» **Teks Bacaan**
......

Siaran Pers
SAIFUL MUJANI RESEARCH AND CONSULTING (SMRC)
Jakarta, 7 September 2023
Di Jawa Barat, figur calon presiden lebih kuat dibanding partai politik. Demikian kesimpulan studi yang dilakukan Prof. Saiful Mujani yang disampaikan dalam program ‘Bedah Politik bersama Saiful Mujani’ episode “Peta Pertarungan Politik di Jawa Barat” yang disiarkan di kanal YouTube SMRC TV pada Kamis, 7 September 2023.
Video utuh presentasi Prof. Saiful bisa disimak di sini: https://youtu.be/DJ4RdGpSfC4
Saiful menjelaskan bahwa sebagai provinsi dengan jumlah pemilih terbanyak, Jawa Barat juga unik dilihat dari pluralitas dukungan pada partai yang sangat tinggi. Hampir semua partai punya suara di Jawa Barat. Di provinsi ini, Golkar, PDI Perjuangan, Partai Demokrat, dan Gerindra pernah menjadi pemenang Pemilu. PKS dan sejumlah partai lain juga mendapat dukungan yang signifikan. Dalam 20 sampai 25 tahun terakhir swing voters di Jawa Barat sangat tinggi.
“Dilihat dari dukungan pada partai, pemilih di Jawa Barat sangat cair,” jelas pendiri SMRC tersebut.

......

» **Petunjuk Latihan**
Ganti "swing voters" dengan "pemilih mengambang" pada bagian siaran pers tentang peta politik Jawa Barat di antara "Video utuh presentasi" dan "pendiri SMRC tersebut.", termasuk kedua batas itu. Tuliskan kembali bagian tersebut setelah penggantian.

Catatan anotasi deteksi:
......

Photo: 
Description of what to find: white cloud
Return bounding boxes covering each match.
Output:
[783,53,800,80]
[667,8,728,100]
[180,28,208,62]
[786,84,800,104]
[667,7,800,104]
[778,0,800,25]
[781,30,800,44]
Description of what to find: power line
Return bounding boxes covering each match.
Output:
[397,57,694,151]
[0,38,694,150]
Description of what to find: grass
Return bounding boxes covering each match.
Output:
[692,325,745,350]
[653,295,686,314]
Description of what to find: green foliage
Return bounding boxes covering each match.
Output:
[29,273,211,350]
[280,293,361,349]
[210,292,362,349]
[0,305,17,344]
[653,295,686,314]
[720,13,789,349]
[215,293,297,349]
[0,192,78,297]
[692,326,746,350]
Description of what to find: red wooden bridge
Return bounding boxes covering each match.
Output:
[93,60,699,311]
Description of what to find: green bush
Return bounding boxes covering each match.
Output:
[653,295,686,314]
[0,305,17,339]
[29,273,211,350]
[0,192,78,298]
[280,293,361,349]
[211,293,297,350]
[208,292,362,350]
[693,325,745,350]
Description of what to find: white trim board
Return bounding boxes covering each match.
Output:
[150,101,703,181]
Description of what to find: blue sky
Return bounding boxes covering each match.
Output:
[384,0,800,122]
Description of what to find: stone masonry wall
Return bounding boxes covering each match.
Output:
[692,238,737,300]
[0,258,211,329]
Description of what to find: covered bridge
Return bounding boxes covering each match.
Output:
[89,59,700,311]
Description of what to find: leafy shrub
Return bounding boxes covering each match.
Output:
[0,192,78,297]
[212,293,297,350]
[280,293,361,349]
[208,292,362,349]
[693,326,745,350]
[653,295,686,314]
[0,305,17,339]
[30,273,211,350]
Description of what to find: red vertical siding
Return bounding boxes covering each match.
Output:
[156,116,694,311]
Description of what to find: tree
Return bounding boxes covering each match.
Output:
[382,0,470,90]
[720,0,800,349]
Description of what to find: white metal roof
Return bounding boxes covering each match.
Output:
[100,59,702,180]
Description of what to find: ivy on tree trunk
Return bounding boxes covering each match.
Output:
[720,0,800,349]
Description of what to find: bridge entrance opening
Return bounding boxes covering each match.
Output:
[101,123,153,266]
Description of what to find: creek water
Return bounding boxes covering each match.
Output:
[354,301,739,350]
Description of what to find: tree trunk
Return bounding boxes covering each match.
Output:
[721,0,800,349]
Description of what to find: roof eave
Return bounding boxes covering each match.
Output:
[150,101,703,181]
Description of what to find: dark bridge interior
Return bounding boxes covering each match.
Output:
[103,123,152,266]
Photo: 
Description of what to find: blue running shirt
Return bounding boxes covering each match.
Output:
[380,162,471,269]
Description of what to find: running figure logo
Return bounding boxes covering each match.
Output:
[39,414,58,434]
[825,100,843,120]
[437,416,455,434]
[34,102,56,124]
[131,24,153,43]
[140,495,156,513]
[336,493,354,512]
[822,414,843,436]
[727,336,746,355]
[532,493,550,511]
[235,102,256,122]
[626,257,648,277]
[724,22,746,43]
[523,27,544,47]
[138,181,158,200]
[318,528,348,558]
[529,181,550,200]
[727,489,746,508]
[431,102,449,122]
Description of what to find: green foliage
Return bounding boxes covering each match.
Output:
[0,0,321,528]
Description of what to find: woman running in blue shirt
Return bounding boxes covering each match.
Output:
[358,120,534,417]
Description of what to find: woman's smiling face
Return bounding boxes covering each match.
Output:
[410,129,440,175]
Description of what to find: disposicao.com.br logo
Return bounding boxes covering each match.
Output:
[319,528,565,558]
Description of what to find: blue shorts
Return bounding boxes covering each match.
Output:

......

» **Jawaban Latihan**
Video utuh presentasi Prof. Saiful bisa disimak di sini: https://youtu.be/DJ4RdGpSfC4
Saiful menjelaskan bahwa sebagai provinsi dengan jumlah pemilih terbanyak, Jawa Barat juga unik dilihat dari pluralitas dukungan pada partai yang sangat tinggi. Hampir semua partai punya suara di Jawa Barat. Di provinsi ini, Golkar, PDI Perjuangan, Partai Demokrat, dan Gerindra pernah menjadi pemenang Pemilu. PKS dan sejumlah partai lain juga mendapat dukungan yang signifikan. Dalam 20 sampai 25 tahun terakhir pemilih mengambang di Jawa Barat sangat tinggi.
“Dilihat dari dukungan pada partai, pemilih di Jawa Barat sangat cair,” jelas pendiri SMRC tersebut.